Document extract:

::::

Did you hug today the people that you love?

Hugging is an essential form of non-verbal communication. If we observe young children, they express all the emotions through hugs: When they feel happy to see you, when they feel sad or when they feel fear. Through hugging, children learn to regulate their emotions. That is why when a child feels upset, after hugging you, it calms down. In this way it learns how to calm itself when it grows older. This way of connecting with others without words and letting ourselves feel our feelings (from the prelinguistic stage) is the most basic and we can use it all our lives.

Hugs decrease anxiety, stress and pain (as well as emotional and physical).

Through the hugs we express protection and provide security, which is very important especially for young children. Through hugs we show value to the person that we hug, we give recognition that this person is someone important to us.

By hugging someone for at least 20 seconds, the hormone Oxytocin begins to release in the body, which relaxes us and reduces anxiety. It also lowers blood pressure and lowers stress hormones.

::::

Information supplied:
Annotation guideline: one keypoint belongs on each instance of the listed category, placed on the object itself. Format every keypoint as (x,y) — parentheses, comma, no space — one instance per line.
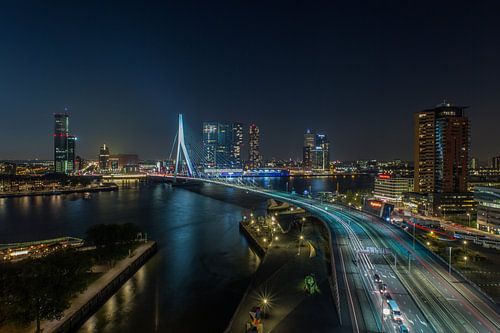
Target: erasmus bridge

::::

Exercise description: Copy the passage from the piece on hugging that lies between "Hugging is an" and "important to us.", inclusive.

Output:
Hugging is an essential form of non-verbal communication. If we observe young children, they express all the emotions through hugs: When they feel happy to see you, when they feel sad or when they feel fear. Through hugging, children learn to regulate their emotions. That is why when a child feels upset, after hugging you, it calms down. In this way it learns how to calm itself when it grows older. This way of connecting with others without words and letting ourselves feel our feelings (from the prelinguistic stage) is the most basic and we can use it all our lives.

Hugs decrease anxiety, stress and pain (as well as emotional and physical).

Through the hugs we express protection and provide security, which is very important especially for young children. Through hugs we show value to the person that we hug, we give recognition that this person is someone important to us.